**Problem requirements**
Rewrite the data below as a Markdown table with the columns Row and Line, covering only the lines between the one containing "User intent: locate the crescent-shaped" and the one containing "0, 149, 151]]", inclusive. Number each line in the Row column, skip blank lines, and leave the pictures out.

(Data entries)
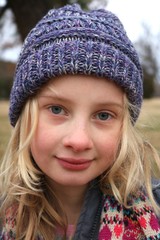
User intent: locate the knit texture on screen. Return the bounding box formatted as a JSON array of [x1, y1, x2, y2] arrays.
[[98, 192, 160, 240], [0, 192, 160, 240], [9, 4, 143, 126]]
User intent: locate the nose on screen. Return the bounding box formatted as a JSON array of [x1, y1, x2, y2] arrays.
[[63, 123, 93, 152]]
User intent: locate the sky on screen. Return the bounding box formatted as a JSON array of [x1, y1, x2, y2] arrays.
[[0, 0, 160, 61]]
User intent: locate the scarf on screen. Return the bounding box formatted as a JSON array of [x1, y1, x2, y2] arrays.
[[0, 192, 160, 240], [98, 192, 160, 240]]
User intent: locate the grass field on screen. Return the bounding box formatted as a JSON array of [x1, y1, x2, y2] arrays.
[[0, 98, 160, 159]]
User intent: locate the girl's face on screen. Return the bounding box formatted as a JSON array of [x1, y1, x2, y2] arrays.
[[31, 75, 124, 186]]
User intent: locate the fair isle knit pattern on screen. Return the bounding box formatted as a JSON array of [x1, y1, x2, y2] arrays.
[[0, 193, 160, 240], [10, 4, 143, 126], [99, 193, 160, 240]]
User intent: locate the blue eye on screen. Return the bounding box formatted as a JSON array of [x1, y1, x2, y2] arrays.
[[97, 112, 112, 121], [50, 106, 64, 115]]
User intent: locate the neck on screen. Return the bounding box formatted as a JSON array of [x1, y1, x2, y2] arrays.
[[48, 182, 88, 225]]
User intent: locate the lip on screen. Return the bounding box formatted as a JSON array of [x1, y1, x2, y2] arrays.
[[56, 157, 92, 171]]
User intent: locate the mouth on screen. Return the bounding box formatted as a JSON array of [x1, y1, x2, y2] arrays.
[[56, 157, 92, 171]]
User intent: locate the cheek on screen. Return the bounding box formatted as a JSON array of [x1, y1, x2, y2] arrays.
[[31, 127, 50, 161], [99, 134, 120, 159]]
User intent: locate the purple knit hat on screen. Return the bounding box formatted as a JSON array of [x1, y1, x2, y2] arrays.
[[9, 4, 143, 126]]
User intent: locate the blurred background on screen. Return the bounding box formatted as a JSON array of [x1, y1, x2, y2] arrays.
[[0, 0, 160, 157]]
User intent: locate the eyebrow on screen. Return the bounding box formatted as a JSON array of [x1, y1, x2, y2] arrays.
[[39, 92, 124, 109]]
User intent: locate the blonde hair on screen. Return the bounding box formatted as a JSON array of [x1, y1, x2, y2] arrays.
[[0, 97, 160, 240]]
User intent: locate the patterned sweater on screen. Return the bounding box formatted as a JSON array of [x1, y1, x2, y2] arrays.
[[0, 193, 160, 240]]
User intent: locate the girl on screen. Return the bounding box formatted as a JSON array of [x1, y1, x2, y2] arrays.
[[0, 5, 160, 240]]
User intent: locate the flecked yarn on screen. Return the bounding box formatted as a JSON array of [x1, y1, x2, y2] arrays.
[[9, 4, 143, 126]]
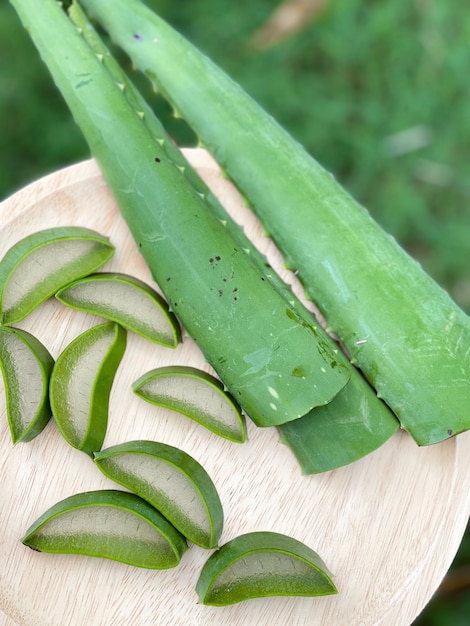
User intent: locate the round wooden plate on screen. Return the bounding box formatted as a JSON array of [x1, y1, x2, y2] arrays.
[[0, 150, 470, 626]]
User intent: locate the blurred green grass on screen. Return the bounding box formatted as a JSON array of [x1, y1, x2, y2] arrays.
[[0, 0, 470, 626]]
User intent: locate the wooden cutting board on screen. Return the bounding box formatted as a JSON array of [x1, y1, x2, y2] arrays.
[[0, 150, 470, 626]]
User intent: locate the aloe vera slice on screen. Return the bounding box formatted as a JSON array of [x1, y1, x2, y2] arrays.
[[56, 272, 181, 348], [132, 366, 246, 443], [0, 326, 54, 444], [0, 226, 114, 324], [94, 440, 224, 549], [49, 322, 126, 454], [21, 489, 188, 569], [83, 0, 470, 445], [196, 531, 338, 606]]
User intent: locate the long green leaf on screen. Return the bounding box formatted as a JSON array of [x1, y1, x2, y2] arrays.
[[71, 0, 399, 474], [83, 0, 470, 445], [11, 0, 349, 426]]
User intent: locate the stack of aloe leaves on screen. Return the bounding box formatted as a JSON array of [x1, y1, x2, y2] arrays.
[[10, 0, 470, 474]]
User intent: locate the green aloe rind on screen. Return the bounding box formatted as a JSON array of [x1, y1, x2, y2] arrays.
[[49, 322, 126, 455], [0, 326, 54, 444], [83, 0, 470, 445], [55, 272, 181, 348], [0, 226, 114, 324], [12, 0, 349, 426], [21, 489, 188, 569], [94, 440, 224, 549], [196, 531, 338, 606], [132, 366, 246, 443]]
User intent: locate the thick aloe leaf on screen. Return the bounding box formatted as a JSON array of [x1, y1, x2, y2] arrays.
[[12, 0, 349, 426], [72, 0, 399, 473], [84, 0, 470, 445]]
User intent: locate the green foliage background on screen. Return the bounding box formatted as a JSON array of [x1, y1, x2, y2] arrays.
[[0, 0, 470, 626]]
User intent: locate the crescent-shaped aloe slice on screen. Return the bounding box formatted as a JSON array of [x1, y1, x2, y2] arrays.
[[132, 366, 246, 443], [21, 489, 188, 569], [94, 440, 224, 549], [0, 226, 114, 324], [196, 532, 338, 606], [56, 272, 181, 348], [49, 322, 126, 454], [0, 326, 54, 444]]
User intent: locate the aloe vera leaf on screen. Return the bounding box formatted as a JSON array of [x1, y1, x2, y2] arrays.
[[21, 489, 188, 569], [196, 531, 338, 606], [83, 0, 470, 445], [0, 226, 114, 324], [0, 326, 54, 444], [12, 0, 348, 426], [70, 0, 399, 474], [55, 272, 181, 348]]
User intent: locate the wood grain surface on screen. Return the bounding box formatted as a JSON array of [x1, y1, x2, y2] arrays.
[[0, 150, 470, 626]]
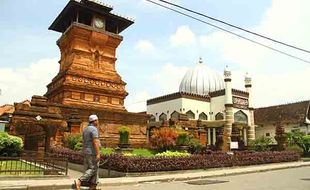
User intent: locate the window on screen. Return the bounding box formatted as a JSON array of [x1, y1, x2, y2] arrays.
[[186, 110, 195, 119], [150, 115, 156, 122], [215, 112, 224, 120], [234, 110, 248, 124], [199, 112, 208, 120], [94, 95, 100, 102], [159, 113, 167, 121], [170, 111, 180, 119]]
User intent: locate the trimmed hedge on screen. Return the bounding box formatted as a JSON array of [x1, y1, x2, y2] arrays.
[[52, 148, 300, 172]]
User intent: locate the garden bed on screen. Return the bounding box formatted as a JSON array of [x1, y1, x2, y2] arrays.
[[51, 148, 300, 173]]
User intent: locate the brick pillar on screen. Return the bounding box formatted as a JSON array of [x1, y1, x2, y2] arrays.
[[199, 131, 207, 146]]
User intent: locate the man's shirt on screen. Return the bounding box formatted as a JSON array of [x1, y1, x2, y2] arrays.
[[83, 125, 99, 156]]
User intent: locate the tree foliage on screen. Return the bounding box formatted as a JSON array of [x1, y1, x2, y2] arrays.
[[0, 133, 24, 156]]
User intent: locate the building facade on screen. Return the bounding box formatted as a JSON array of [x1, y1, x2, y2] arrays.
[[147, 59, 255, 150], [255, 100, 310, 140], [10, 0, 149, 151]]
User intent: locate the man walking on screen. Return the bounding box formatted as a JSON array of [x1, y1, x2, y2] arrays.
[[75, 115, 101, 190]]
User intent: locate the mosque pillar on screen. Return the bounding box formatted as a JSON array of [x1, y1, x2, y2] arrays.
[[212, 128, 216, 145], [222, 67, 234, 151], [243, 127, 248, 146], [244, 73, 255, 141], [207, 128, 211, 145]]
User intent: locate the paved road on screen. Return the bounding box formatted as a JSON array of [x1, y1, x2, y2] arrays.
[[104, 167, 310, 190]]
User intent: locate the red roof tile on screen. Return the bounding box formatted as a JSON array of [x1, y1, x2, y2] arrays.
[[254, 100, 310, 125]]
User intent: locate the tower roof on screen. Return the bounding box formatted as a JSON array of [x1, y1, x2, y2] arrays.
[[48, 0, 134, 33]]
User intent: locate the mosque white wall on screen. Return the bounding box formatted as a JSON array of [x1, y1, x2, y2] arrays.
[[210, 96, 225, 120], [146, 98, 182, 121], [233, 108, 250, 125], [181, 98, 210, 120], [255, 124, 310, 142], [147, 98, 210, 121]]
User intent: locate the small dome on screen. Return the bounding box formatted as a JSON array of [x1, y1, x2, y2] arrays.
[[179, 59, 225, 95]]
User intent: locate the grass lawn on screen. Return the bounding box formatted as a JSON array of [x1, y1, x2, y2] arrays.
[[0, 160, 43, 176], [301, 157, 310, 162]]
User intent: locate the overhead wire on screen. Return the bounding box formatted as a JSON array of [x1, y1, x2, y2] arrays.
[[146, 0, 310, 64], [158, 0, 310, 53]]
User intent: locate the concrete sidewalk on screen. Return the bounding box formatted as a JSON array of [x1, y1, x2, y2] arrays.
[[0, 162, 310, 190]]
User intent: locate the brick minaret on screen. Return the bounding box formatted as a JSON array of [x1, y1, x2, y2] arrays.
[[45, 0, 133, 111], [223, 67, 234, 151], [244, 73, 255, 141]]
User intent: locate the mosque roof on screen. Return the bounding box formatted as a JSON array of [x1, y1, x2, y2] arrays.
[[0, 104, 14, 116], [254, 100, 310, 125], [147, 92, 210, 105], [179, 59, 225, 95]]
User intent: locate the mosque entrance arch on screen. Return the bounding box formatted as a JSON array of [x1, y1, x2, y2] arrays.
[[186, 110, 195, 119], [234, 110, 248, 124], [215, 112, 224, 120]]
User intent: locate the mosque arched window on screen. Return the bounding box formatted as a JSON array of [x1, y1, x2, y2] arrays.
[[159, 113, 167, 121], [186, 110, 195, 119], [199, 112, 208, 120], [234, 110, 248, 124], [215, 112, 224, 120], [170, 111, 180, 119], [150, 115, 156, 122]]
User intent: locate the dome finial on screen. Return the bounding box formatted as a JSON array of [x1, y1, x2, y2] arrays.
[[224, 65, 231, 80]]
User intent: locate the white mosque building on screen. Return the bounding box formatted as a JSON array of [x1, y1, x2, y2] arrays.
[[147, 59, 255, 150]]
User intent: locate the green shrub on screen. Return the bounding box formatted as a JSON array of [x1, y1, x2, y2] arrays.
[[286, 145, 304, 156], [64, 134, 83, 150], [74, 142, 83, 151], [150, 127, 178, 151], [0, 132, 24, 156], [132, 148, 154, 158], [249, 136, 272, 151], [176, 132, 190, 146], [100, 148, 115, 156], [155, 150, 191, 157], [118, 126, 130, 144], [188, 138, 202, 154], [288, 131, 310, 156]]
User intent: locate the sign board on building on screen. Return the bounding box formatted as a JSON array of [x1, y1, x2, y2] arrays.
[[0, 123, 5, 133], [230, 142, 239, 150]]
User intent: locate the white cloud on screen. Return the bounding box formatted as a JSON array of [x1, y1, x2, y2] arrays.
[[152, 63, 188, 95], [135, 40, 155, 53], [0, 58, 59, 105], [125, 91, 151, 112], [170, 26, 196, 46], [199, 0, 310, 106]]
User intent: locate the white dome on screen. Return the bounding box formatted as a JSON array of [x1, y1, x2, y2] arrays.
[[179, 60, 225, 95]]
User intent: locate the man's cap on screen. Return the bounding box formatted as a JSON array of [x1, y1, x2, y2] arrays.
[[88, 115, 98, 122]]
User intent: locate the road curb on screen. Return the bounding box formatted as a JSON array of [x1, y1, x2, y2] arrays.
[[0, 162, 310, 190]]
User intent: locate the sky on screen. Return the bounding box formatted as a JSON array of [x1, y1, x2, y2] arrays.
[[0, 0, 310, 112]]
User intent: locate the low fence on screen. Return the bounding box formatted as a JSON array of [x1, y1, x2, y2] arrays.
[[0, 156, 68, 176]]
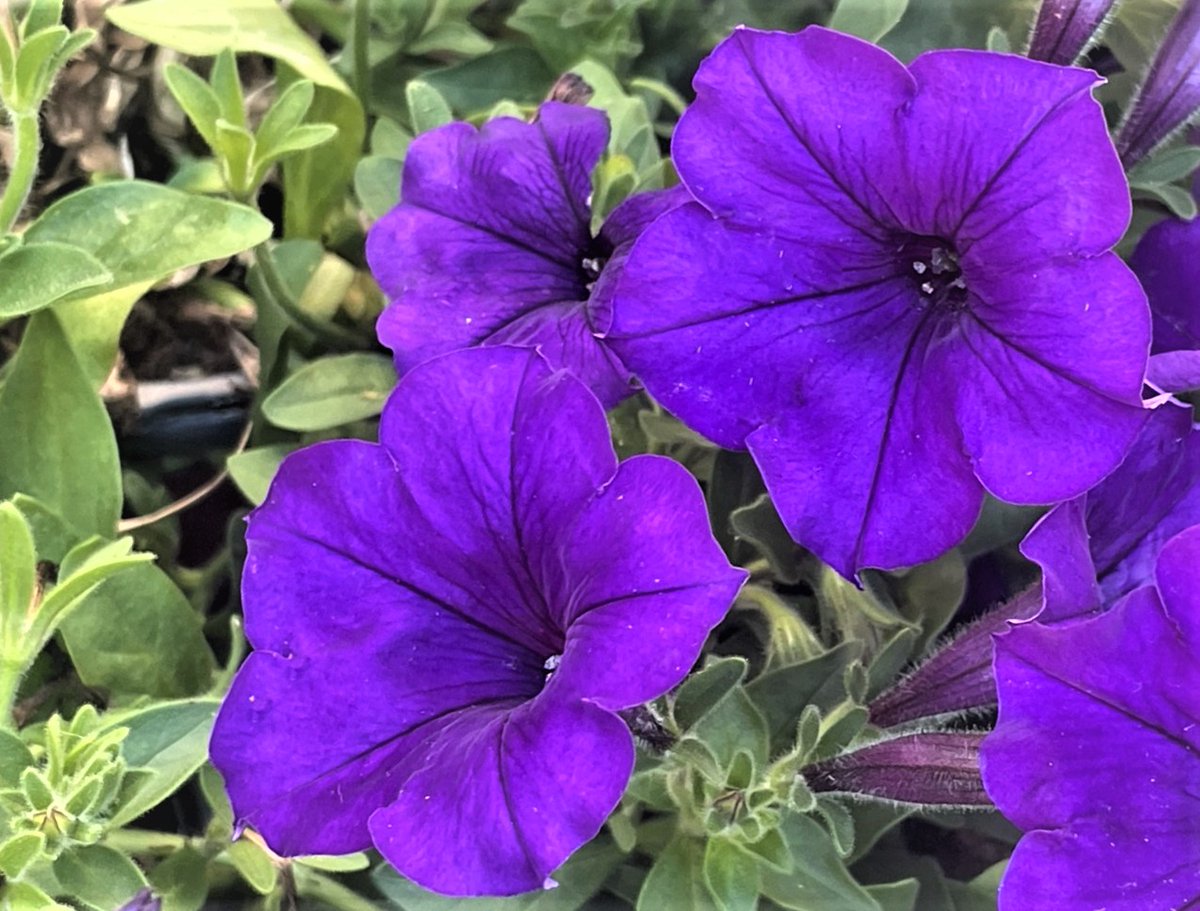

**Reply to the exercise**
| Row | Line |
|---|---|
| 1 | User intent: locate the crescent-shaped aloe slice on screen. Return the bounding box formatted as a JSON array of [x1, y1, x2, y2] arrays. |
| 2 | [[132, 366, 246, 443], [21, 489, 188, 569], [94, 440, 224, 549], [0, 226, 114, 324], [196, 532, 338, 606], [56, 272, 181, 348], [49, 322, 126, 454], [0, 326, 54, 444]] |
| 3 | User intent: locate the aloe vera leaf on screen. Return the bounding box formatted as a JSON array of [x1, y1, x2, y2] arrays. |
| 4 | [[21, 489, 188, 569], [196, 531, 338, 606], [83, 0, 470, 445], [0, 226, 114, 324], [0, 326, 54, 444], [12, 0, 348, 426], [70, 0, 399, 474], [55, 272, 181, 348]] |
| 5 | User intent: locate the wood grain surface on screen. Return the bounding box formatted as a JSON array of [x1, y1, x2, y2] arrays. |
| 6 | [[0, 150, 470, 626]] |
| 7 | User intent: locate the window on screen. Return the bounding box formatted as a JSON array of [x1, y1, x2, y2] arrays. |
| 8 | [[186, 110, 195, 119], [150, 115, 156, 122], [215, 112, 224, 120], [234, 110, 248, 124], [199, 112, 208, 120], [94, 95, 100, 102], [159, 113, 167, 121], [170, 111, 180, 119]] |
| 9 | User intent: locate the trimmed hedge on screen. Return the bounding box formatted as a JSON array of [x1, y1, x2, y2] arrays. |
| 10 | [[52, 148, 300, 172]] |
| 11 | User intent: locate the garden bed on screen. Return the bounding box formatted as a JSON array of [x1, y1, x2, y2] arrays. |
| 12 | [[51, 148, 300, 173]] |
| 13 | User intent: locate the brick pillar on screen. Return the bounding box formatted as a JSON array of [x1, y1, x2, y2] arrays. |
| 14 | [[199, 131, 207, 146]] |
| 15 | User intent: locate the man's shirt on screen. Return the bounding box formatted as a JSON array of [x1, y1, x2, y2] arrays. |
| 16 | [[83, 125, 99, 156]] |
| 17 | User intent: locate the tree foliage on screen. Return the bounding box formatted as a JSON array of [x1, y1, x2, y2] arrays. |
| 18 | [[0, 133, 24, 156]] |
| 19 | User intent: locate the building facade on screen. Return the bounding box formatted as a JSON array of [x1, y1, x2, y2] arrays. |
| 20 | [[147, 59, 255, 150], [255, 100, 310, 140], [10, 0, 149, 151]] |